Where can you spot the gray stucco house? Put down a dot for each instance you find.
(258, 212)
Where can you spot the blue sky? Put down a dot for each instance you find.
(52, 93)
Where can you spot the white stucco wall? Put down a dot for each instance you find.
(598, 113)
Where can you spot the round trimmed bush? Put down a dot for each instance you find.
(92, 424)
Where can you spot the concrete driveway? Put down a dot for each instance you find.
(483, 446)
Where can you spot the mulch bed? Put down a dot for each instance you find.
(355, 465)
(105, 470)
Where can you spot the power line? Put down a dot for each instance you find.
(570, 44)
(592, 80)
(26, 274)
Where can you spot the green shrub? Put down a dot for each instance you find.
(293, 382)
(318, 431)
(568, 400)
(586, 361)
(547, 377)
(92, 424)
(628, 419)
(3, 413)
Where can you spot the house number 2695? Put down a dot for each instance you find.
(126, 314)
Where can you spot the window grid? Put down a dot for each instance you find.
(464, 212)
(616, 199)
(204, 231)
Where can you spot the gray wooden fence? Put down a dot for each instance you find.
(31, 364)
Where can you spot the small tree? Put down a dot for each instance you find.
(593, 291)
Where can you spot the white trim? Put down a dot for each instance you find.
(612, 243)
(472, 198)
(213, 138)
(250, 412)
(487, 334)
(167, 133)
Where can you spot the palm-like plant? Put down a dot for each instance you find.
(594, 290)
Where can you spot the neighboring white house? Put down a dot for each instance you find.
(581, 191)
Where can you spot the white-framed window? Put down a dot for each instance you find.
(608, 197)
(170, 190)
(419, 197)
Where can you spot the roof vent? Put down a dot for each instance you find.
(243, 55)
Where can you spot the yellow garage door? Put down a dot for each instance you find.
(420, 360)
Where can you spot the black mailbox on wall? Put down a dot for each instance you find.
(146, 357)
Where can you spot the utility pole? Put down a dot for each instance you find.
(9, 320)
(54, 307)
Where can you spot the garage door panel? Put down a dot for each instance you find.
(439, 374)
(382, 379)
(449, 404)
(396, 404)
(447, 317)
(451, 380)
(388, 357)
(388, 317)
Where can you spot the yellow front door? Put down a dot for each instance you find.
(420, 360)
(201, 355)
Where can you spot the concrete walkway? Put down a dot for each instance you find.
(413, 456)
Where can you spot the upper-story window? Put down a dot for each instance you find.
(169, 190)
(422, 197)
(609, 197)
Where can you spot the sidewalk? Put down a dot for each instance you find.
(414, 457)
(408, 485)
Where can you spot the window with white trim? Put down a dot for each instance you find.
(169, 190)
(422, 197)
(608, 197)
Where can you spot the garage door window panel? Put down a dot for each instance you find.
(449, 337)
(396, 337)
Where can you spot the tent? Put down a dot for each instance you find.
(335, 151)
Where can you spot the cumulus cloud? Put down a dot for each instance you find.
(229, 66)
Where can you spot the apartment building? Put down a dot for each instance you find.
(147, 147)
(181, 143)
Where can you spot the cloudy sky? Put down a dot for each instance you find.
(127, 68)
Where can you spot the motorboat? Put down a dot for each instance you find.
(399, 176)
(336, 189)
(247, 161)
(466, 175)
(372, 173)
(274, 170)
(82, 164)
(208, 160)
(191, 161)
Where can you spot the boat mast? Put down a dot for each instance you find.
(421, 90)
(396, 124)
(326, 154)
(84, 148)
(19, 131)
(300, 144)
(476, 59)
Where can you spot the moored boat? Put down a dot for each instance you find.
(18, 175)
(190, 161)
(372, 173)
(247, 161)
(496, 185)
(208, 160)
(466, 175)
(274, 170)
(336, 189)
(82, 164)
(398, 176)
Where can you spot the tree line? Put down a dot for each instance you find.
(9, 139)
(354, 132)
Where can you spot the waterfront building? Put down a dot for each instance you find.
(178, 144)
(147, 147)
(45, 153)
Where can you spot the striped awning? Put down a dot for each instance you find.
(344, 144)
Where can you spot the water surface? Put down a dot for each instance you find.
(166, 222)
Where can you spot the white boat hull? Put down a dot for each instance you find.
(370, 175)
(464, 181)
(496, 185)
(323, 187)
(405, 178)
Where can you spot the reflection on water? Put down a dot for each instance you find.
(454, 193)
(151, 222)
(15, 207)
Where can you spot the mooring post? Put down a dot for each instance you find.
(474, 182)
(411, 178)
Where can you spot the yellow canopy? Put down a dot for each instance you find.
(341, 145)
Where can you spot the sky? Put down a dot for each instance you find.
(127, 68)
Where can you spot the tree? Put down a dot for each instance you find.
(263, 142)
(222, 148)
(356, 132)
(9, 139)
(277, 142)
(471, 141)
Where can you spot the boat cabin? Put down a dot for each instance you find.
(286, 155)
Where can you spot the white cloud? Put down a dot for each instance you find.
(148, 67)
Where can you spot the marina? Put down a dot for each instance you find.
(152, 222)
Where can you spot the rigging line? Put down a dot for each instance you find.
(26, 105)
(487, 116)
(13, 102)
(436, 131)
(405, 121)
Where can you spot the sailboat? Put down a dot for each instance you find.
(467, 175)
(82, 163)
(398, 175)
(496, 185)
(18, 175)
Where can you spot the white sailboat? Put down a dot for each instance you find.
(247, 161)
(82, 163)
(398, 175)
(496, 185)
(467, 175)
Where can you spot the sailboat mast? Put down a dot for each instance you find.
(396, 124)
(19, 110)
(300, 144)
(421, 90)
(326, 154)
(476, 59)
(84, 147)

◇ ◇ ◇ ◇

> [WHAT YOU SHOULD DO]:
Every record above belongs in the answer, reproduced exactly.

> [EXERCISE RESPONSE]:
Where can you spot the gray stucco house? Put down a dot for each instance you find.
(258, 212)
Where can you spot the blue sky? Put down a dot for each instance you find.
(52, 93)
Where can you spot the white stucco wall? Put down a dot for each instance you find.
(598, 113)
Where can you spot the round trimmed bush? Put down a dot for each instance you find.
(92, 424)
Where can you spot the concrete driveway? Put down a dot for each instance you find.
(483, 446)
Where can you spot the mulch bed? Put down a dot for each instance you find.
(355, 465)
(105, 470)
Where can you spot the power line? Put down a dot for each instance you find.
(570, 44)
(592, 80)
(26, 274)
Where can you spot the green shrub? Put down a dot for each instance you find.
(293, 382)
(318, 431)
(568, 400)
(586, 361)
(547, 377)
(92, 424)
(628, 419)
(3, 413)
Where can you spot the house number 2695? Put down a dot for each instance you find.
(126, 314)
Where can you spot the window grid? Put down a dot for each instance you find.
(464, 212)
(616, 199)
(204, 231)
Where can you spot the gray wooden fence? Put down a dot for each instance you find.
(31, 364)
Where can you spot the small tree? Put down a dot for each instance you find.
(593, 291)
Where can you spot the white trim? Put down a dot for each instance you find.
(612, 243)
(472, 198)
(213, 138)
(250, 412)
(487, 334)
(167, 133)
Where can you spot the palm-like plant? Put down a dot for each instance you find.
(594, 290)
Where can you spot the neighboring white house? Put down a dot for each instance you find.
(581, 191)
Where can you spot the white-framed window? Put down a dot for each instance you find.
(608, 197)
(170, 190)
(419, 197)
Where can you spot the roof vent? Put down a dot for each instance you find.
(243, 55)
Where can you spot the yellow garage door? Put down a dot for each instance you find.
(420, 360)
Where can you spot the black mailbox on wall? Put down a dot for each instance you find.
(146, 357)
Where can you spot the utility pole? Put down a dot for each instance you find.
(9, 320)
(54, 307)
Where can you spot the garage door panel? Put down a dot for each instance you find.
(439, 374)
(382, 379)
(449, 404)
(396, 404)
(447, 317)
(451, 380)
(388, 357)
(388, 317)
Where can you spot the yellow front door? Put down a dot for each instance you find.
(420, 360)
(201, 355)
Where can you spot the concrete walkway? Put down a dot for each instance you find.
(413, 456)
Where can you spot the upper-story window? Put down a dot for each instance you find.
(169, 190)
(422, 197)
(609, 197)
Where can you spot the sidewalk? Put down a dot for each instance you find.
(414, 457)
(408, 485)
Where can you spot the window with white trim? Put down a dot for each instance you find.
(169, 190)
(422, 197)
(608, 197)
Where can you spot the garage door window panel? Put down a dot for each instance you find.
(449, 337)
(396, 337)
Where can you spot the tent? Put down a dot for each instance you find.
(335, 151)
Where can you spot the cumulus cloud? Put down a dot for each instance you find.
(229, 66)
Where can you spot the apartment building? Put down a dot for each instance you find.
(147, 147)
(181, 143)
Where can you spot the cloudy sky? Put down a dot for each instance you find.
(127, 68)
Where can you spot the motorboat? Put down a dot for each instance you find.
(399, 176)
(336, 189)
(247, 161)
(466, 175)
(372, 173)
(274, 170)
(82, 164)
(208, 160)
(191, 161)
Where can you spot the boat mast? Put down a dot for each instance you find.
(421, 90)
(396, 124)
(326, 154)
(84, 148)
(19, 131)
(300, 144)
(476, 59)
Where can you spot the moored boat? Put down a dot for each instance you find.
(18, 175)
(190, 161)
(372, 173)
(247, 161)
(496, 185)
(208, 160)
(466, 175)
(274, 170)
(336, 189)
(82, 164)
(398, 176)
Where can you spot the tree line? Put down a dot for each instance you find.
(9, 139)
(354, 132)
Where can you spot the waterfront building? Put down a dot for each instance you find.
(178, 144)
(147, 147)
(45, 153)
Where can you spot the striped awning? Put down a dot for each instance you find.
(344, 144)
Where can you spot the water surface? Put down a dot for each instance you find.
(166, 222)
Where can you spot the white boat hull? Put down a dot for each instance you find.
(370, 175)
(464, 181)
(496, 185)
(323, 187)
(405, 178)
Where can you spot the reflection on water? Put down a dot for each instance you find.
(454, 193)
(151, 222)
(15, 207)
Where can you spot the mooring post? Put down a dot for each instance you find.
(474, 182)
(411, 178)
Where can you spot the yellow canopy? Put down a dot for each instance you find.
(341, 145)
Where can you spot the sky? Put down a dot for each instance you find.
(127, 68)
Where can you spot the tree? Put down a dot for each instance you find.
(263, 142)
(222, 148)
(356, 132)
(9, 139)
(277, 142)
(471, 141)
Where can you spot the boat cabin? Put down a dot for each instance you find.
(286, 155)
Where can you spot the white cloud? Put down a dot for each instance you find.
(148, 67)
Where can you spot the marina? Put down a dot for each instance you find.
(152, 222)
Where can you spot the rigging line? Put down a dot for each instance you find.
(26, 105)
(487, 116)
(13, 102)
(436, 131)
(405, 121)
Where can you spot the sailboat? Put down a dot for each instance you find.
(467, 175)
(82, 163)
(398, 175)
(496, 185)
(18, 175)
Where can you spot the white sailboat? Put down a dot for each instance you find.
(247, 161)
(82, 163)
(398, 175)
(496, 185)
(467, 175)
Where can you spot the sailboat mast? Put down a dot for each instance you find.
(396, 124)
(19, 110)
(300, 144)
(421, 90)
(326, 154)
(476, 59)
(84, 147)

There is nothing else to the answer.